**** Document section
# Native Access "Demo Mode" problems...



## Satorious

I'm sure there are other threads already on the site and I've have sent a support ticket to Native Instruments.

About half of my libraries decided to go into "Demo mode" when I hit up Native Access yesterday for reasons unknown (and it's totally random - other than my most recent libraries from this year being okay). This is massively frustrating because (for once) - I have a paid deadline for next week and I'm now severely limited to which instruments I can use in the project. It's taken out my go-to orchestral libraries Metropolis Ark 1/2, my Spitfire Albions One/2/3/5 and Project SAM Symphobias (and loads more). It won't let me enter the library codes back in.

Any ideas why this happens, how to get around the problem or experience on how long Native Instruments might take to respond would be greatly appreciated. Feeling rather anxious and extremely frustrated/disappointed - this is another unnecessary complication I really didn't need right now. Running Kontakt 6.2.2 (R51)/Native Access v1.12.1 (R129) on Windows 10 if that offers any more hope/clues. I'm a bit of a tech-luddite, so might need a few pointers if the solutions are overly technical!


----------



## Jeremy Spencer

I have the exact same problem as of today. The weird thing is, they are showing as fully authorized in Native Access. I’m going to mess around and will report back if I find a solution.


----------



## Jeremy Spencer

Submitted a support ticket. Weird thing is, they show up fine on Komplete Kontrol. I suspect it's something to do with Kontakt 6 (I'm on Mac).


----------



## reutunes

Often a quick uninstall / reinstall of the latest version of Kontakt will fix that problem right up. Alternatively you can delete the preferences files - but do this at your own risk.









How to Uninstall Native Instruments Software from a Mac Computer


Note: If you want to uninstall TRAKTOR software from a Mac computer, please refer to this article. The list below includes all files and folders created on your system after installing any of our p...




support.native-instruments.com


----------



## Jeremy Spencer

Ok, I heard back from NI support. These two things fixed my problem...

Files to delete:
Native Access.xml

Folders to locate the files:
For Mac
Mac HD > Library > Application Support > Native Instruments > Service Center

For Windows
C:\Program Files\Common Files\Native Instruments\Service Center


And this....

https://support.native-instruments....tion-failed-Internal-error-during-activation-



Hope this helps!


----------



## Satorious

@Wolfie2112 I'm not sure what happened for me - but they have since sorted out my account (just in time for deadline - PHEW!). They even merged a few of my older libraries which I'd forgotten about (my original machine died and it was under a different account - now merged)... Happy about that!

That said - I did something along these lines because one of my libraries wasn't registering correctly and the developer told me the trick. It worked - but the next time I booted up Native Access is when everything reset back to demo mode. It might just be pure coincidence and for some other reason - mentioning "just in case". Fingers crossed we are now both fully sorted anyway!
********
**** Working data
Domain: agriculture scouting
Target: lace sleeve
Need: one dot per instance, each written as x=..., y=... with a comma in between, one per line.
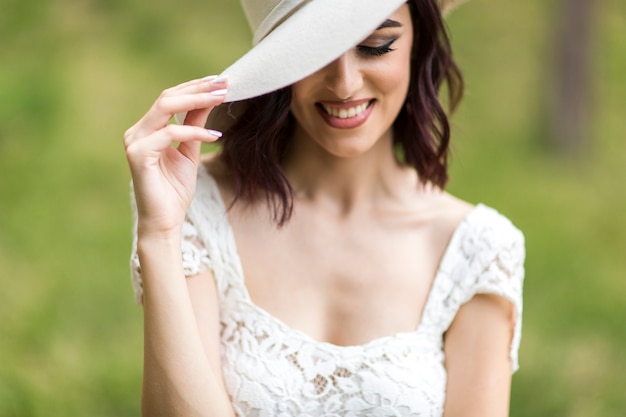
x=490, y=261
x=504, y=276
x=194, y=253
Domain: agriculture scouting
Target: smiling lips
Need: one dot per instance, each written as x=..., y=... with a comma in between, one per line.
x=346, y=115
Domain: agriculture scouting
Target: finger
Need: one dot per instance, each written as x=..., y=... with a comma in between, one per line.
x=163, y=138
x=167, y=106
x=206, y=84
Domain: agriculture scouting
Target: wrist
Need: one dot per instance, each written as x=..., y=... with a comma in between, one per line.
x=158, y=241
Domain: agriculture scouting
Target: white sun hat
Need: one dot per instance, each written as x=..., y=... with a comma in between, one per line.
x=295, y=38
x=292, y=40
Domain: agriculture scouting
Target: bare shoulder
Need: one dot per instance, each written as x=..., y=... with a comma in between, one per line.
x=451, y=211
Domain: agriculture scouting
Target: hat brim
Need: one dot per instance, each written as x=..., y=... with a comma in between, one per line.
x=314, y=36
x=311, y=38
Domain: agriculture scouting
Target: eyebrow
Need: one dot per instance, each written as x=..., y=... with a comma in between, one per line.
x=390, y=24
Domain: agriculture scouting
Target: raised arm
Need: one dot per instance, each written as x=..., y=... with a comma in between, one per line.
x=181, y=362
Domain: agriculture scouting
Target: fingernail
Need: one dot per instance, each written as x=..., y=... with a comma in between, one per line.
x=220, y=80
x=215, y=133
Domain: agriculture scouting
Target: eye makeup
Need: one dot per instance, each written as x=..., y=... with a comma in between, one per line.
x=377, y=50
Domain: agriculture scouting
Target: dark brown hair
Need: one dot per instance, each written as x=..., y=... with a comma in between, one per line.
x=256, y=145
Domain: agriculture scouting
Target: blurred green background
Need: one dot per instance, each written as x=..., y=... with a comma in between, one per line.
x=74, y=74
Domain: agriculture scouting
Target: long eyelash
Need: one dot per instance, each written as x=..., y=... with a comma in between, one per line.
x=377, y=51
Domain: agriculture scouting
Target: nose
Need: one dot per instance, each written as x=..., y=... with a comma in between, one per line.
x=344, y=77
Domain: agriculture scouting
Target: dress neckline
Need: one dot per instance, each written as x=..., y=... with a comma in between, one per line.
x=425, y=319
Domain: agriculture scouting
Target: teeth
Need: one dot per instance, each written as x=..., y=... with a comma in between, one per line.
x=346, y=113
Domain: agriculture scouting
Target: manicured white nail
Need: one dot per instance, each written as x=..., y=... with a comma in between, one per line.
x=220, y=80
x=215, y=133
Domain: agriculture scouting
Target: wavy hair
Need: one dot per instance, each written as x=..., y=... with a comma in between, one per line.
x=256, y=145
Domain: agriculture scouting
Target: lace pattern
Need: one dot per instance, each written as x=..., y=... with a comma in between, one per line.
x=273, y=370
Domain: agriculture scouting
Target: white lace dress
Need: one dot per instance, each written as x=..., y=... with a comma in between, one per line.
x=273, y=370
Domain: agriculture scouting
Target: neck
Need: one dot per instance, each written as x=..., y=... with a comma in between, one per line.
x=343, y=184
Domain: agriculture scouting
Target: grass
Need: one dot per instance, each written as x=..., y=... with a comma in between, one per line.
x=75, y=74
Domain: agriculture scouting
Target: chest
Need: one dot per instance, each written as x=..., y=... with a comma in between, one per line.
x=345, y=284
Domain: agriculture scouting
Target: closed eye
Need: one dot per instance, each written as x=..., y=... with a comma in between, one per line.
x=376, y=50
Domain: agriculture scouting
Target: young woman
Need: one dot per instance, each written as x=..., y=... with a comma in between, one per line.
x=324, y=270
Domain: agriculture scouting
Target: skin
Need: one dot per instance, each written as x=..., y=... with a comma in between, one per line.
x=349, y=191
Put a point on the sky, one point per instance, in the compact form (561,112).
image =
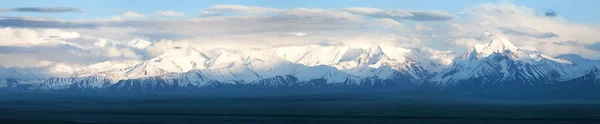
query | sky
(40,33)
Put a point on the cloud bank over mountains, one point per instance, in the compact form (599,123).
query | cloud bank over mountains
(32,42)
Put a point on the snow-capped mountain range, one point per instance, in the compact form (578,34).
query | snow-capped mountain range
(495,64)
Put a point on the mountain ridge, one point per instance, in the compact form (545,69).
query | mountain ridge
(498,63)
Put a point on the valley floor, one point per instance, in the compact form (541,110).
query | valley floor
(301,108)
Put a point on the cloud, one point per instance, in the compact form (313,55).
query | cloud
(42,9)
(240,27)
(551,13)
(24,22)
(529,32)
(239,9)
(27,37)
(169,13)
(396,14)
(131,14)
(594,46)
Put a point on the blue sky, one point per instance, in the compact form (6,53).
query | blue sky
(576,10)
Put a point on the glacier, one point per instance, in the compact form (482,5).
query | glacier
(496,64)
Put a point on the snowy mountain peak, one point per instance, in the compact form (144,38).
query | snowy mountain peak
(139,43)
(496,45)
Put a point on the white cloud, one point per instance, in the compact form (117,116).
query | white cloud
(239,9)
(26,37)
(263,27)
(169,13)
(131,14)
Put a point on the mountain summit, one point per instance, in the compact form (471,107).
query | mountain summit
(496,64)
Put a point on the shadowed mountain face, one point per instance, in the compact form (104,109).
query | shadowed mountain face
(496,65)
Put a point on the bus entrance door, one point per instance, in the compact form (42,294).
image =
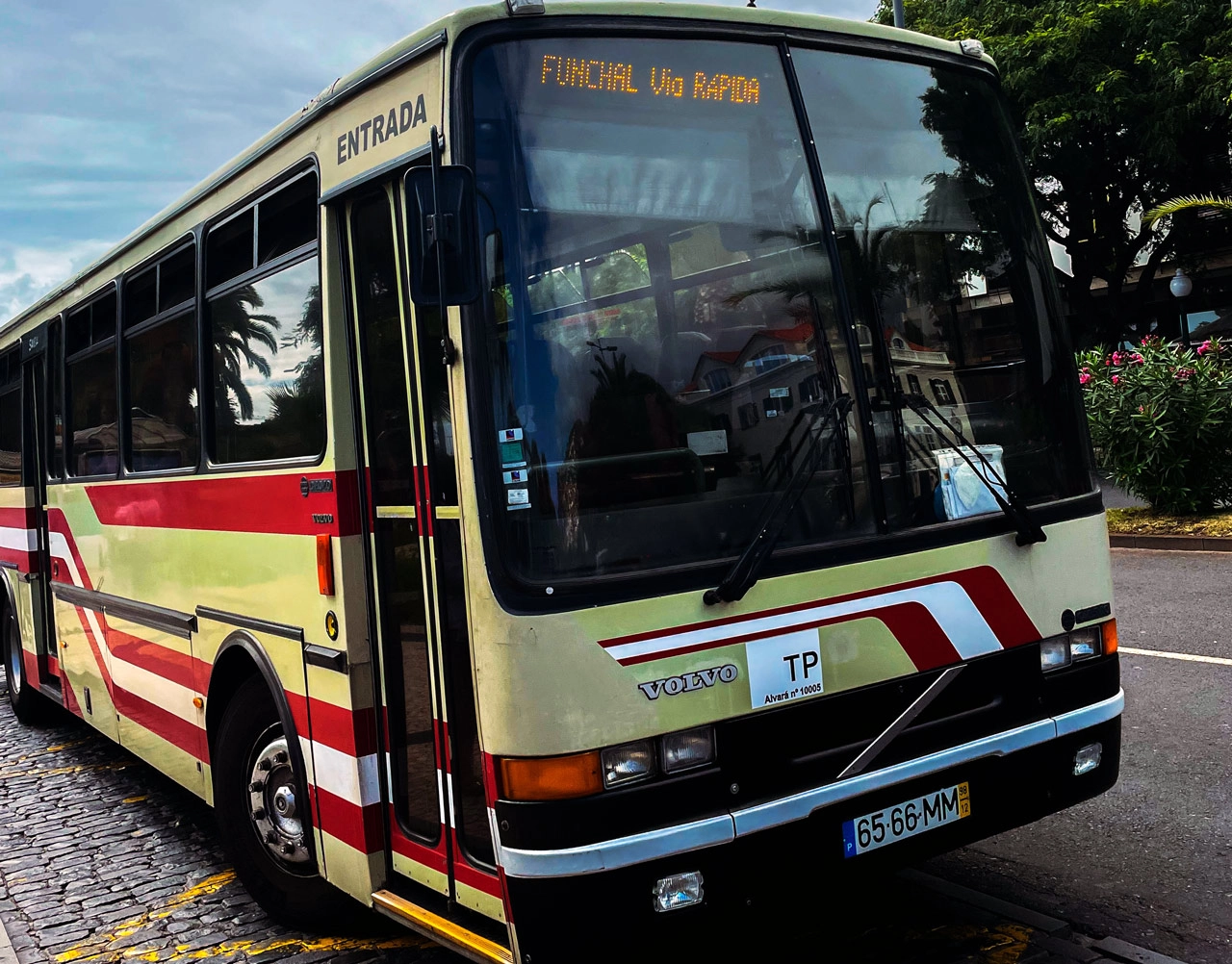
********
#### Required actions
(1) From the Native Access demo-mode thread, write out everything from "Hope this helps!" down to "fully sorted anyway!".
(2) In the records, switch "compact form" to "short form" for everything from the line containing "Put a point on the white" down to the end of the records. Return only those lines, otherwise unchanged and without the pictures.
The forum thread and the records have no connection to each other.

#### Outputs by task
(1)
Hope this helps!


----------



## Satorious

@Wolfie2112 I'm not sure what happened for me - but they have since sorted out my account (just in time for deadline - PHEW!). They even merged a few of my older libraries which I'd forgotten about (my original machine died and it was under a different account - now merged)... Happy about that!

That said - I did something along these lines because one of my libraries wasn't registering correctly and the developer told me the trick. It worked - but the next time I booted up Native Access is when everything reset back to demo mode. It might just be pure coincidence and for some other reason - mentioning "just in case". Fingers crossed we are now both fully sorted anyway!

(2)
Put a point on the white cloud, one point per instance, in the short form (117,116).
query | white cloud
(239,9)
(26,37)
(263,27)
(169,13)
(131,14)
Put a point on the mountain summit, one point per instance, in the short form (471,107).
query | mountain summit
(496,64)
Put a point on the shadowed mountain face, one point per instance, in the short form (104,109).
query | shadowed mountain face
(496,65)
Put a point on the bus entrance door, one point per instance, in the short form (42,294).
image =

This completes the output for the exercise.